Reproduce every one of the following rows word for word, in the same order.

** Start of Data provided **

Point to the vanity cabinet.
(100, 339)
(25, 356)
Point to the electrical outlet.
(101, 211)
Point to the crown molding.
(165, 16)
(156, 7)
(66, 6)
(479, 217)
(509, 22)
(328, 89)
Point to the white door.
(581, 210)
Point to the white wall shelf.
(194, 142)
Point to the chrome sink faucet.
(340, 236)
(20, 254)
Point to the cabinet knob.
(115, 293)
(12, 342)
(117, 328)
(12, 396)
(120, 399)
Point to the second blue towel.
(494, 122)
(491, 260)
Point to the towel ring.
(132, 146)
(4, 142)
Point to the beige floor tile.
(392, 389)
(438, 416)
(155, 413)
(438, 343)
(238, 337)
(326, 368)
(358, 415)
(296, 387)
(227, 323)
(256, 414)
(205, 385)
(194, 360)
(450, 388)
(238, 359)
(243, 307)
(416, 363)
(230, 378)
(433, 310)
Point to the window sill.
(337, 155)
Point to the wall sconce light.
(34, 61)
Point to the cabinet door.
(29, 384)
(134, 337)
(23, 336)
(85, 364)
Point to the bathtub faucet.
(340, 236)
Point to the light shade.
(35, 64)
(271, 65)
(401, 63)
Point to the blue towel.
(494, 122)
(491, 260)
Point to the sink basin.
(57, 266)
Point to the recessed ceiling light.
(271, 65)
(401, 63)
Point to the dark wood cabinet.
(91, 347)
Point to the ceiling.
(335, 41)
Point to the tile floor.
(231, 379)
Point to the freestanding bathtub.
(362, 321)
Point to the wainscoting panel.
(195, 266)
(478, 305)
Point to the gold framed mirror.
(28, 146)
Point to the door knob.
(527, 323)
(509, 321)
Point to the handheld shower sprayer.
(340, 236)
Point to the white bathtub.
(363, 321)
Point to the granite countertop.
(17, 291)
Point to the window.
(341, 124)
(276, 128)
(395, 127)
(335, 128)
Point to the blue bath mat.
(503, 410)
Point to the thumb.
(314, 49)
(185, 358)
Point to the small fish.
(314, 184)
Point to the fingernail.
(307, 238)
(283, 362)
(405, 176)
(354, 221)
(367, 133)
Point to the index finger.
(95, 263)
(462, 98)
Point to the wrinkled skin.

** End of Data provided **

# Problem solution
Point to the vanity cabinet.
(100, 339)
(25, 356)
Point to the electrical outlet.
(101, 211)
Point to the crown molding.
(165, 16)
(156, 7)
(66, 6)
(479, 217)
(509, 22)
(328, 89)
Point to the white door.
(581, 210)
Point to the white wall shelf.
(194, 142)
Point to the chrome sink faucet.
(340, 236)
(20, 254)
Point to the cabinet knob.
(115, 293)
(12, 342)
(117, 328)
(12, 396)
(120, 399)
Point to the second blue towel.
(494, 122)
(491, 260)
Point to the towel ring.
(132, 146)
(4, 142)
Point to the beige floor tile.
(392, 389)
(438, 416)
(155, 413)
(438, 343)
(238, 337)
(326, 368)
(358, 415)
(296, 387)
(227, 323)
(256, 414)
(205, 385)
(194, 360)
(450, 388)
(238, 359)
(243, 307)
(416, 363)
(230, 378)
(433, 310)
Point to the window sill.
(337, 155)
Point to the wall sconce light.
(34, 61)
Point to the cabinet door.
(29, 384)
(134, 337)
(23, 336)
(85, 364)
Point to the bathtub faucet.
(340, 236)
Point to the light shade.
(35, 64)
(271, 65)
(401, 63)
Point to the blue towel.
(494, 122)
(491, 260)
Point to the sink basin.
(57, 266)
Point to the recessed ceiling light.
(271, 65)
(401, 63)
Point to the dark wood cabinet.
(91, 347)
Point to the ceiling.
(335, 41)
Point to the tile floor.
(231, 379)
Point to the freestanding bathtub.
(362, 321)
Point to the wainscoting panel.
(195, 266)
(478, 305)
Point to the gold framed mirror.
(28, 146)
Point to the door knob.
(527, 323)
(509, 321)
Point to the handheld shower sprayer.
(340, 236)
Point to the white bathtub.
(363, 321)
Point to the granite countertop.
(17, 291)
Point to the window.
(341, 124)
(276, 128)
(395, 127)
(335, 128)
Point to the blue bath mat.
(503, 410)
Point to the thumb.
(314, 49)
(185, 358)
Point to the small fish.
(314, 184)
Point to the fingernail.
(307, 238)
(283, 362)
(405, 176)
(354, 221)
(367, 133)
Point to the index finger.
(95, 263)
(462, 98)
Point to the wrinkled skin.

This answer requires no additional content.